**Problem description:** Rewrite the data below, replacing every "positive clicks" with "foreground clicks" and leaving everything else unchanged.

Collected data:
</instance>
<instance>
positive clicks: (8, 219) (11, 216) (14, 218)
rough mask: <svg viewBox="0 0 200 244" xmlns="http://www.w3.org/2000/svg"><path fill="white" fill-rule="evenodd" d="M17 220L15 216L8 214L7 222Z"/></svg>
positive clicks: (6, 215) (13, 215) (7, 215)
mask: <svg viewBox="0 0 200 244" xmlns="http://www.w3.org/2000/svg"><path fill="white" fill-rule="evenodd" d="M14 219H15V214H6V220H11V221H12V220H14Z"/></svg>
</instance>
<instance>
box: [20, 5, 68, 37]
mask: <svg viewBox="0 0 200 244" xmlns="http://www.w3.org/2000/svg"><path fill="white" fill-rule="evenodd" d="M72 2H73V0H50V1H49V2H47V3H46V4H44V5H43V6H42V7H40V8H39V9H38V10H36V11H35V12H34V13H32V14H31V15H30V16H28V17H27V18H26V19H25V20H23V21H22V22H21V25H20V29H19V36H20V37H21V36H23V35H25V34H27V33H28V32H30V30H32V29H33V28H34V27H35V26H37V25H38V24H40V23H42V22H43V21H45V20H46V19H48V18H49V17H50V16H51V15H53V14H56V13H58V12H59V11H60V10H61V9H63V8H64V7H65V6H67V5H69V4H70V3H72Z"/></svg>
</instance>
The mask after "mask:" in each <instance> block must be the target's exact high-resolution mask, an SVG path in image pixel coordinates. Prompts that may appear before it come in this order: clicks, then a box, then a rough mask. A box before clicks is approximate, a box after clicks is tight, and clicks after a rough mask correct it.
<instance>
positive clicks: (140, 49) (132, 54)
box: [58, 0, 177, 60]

**Answer:**
</instance>
<instance>
foreground clicks: (8, 219) (11, 216) (14, 218)
rough mask: <svg viewBox="0 0 200 244" xmlns="http://www.w3.org/2000/svg"><path fill="white" fill-rule="evenodd" d="M17 220L15 216L8 214L7 222Z"/></svg>
foreground clicks: (6, 215) (13, 215) (7, 215)
mask: <svg viewBox="0 0 200 244" xmlns="http://www.w3.org/2000/svg"><path fill="white" fill-rule="evenodd" d="M14 219H15V214H6V220H11V221H12V220H14Z"/></svg>
</instance>
<instance>
box: [20, 5, 68, 37]
mask: <svg viewBox="0 0 200 244" xmlns="http://www.w3.org/2000/svg"><path fill="white" fill-rule="evenodd" d="M72 2H73V0H50V1H49V2H47V3H46V4H44V5H43V6H42V7H40V8H39V9H38V10H36V11H35V12H34V13H32V14H31V15H30V16H28V17H27V18H26V19H25V20H23V21H22V22H21V25H20V29H19V36H20V37H21V36H23V35H25V34H27V33H28V32H30V30H32V29H33V28H34V27H35V26H37V25H38V24H40V23H42V22H43V21H45V20H46V19H48V18H49V17H50V16H51V15H53V14H56V13H58V12H59V11H60V10H61V9H63V8H64V7H65V6H67V5H69V4H70V3H72Z"/></svg>
</instance>
The mask after "mask:" in each <instance> block must be the target's exact high-resolution mask, an SVG path in image pixel coordinates. Prompts that may appear before it come in this order: clicks, then a box, then a rough mask. A box before clicks is approximate, a box after clicks is tight, and clicks after a rough mask correct it.
<instance>
foreground clicks: (140, 49) (132, 54)
box: [58, 0, 177, 60]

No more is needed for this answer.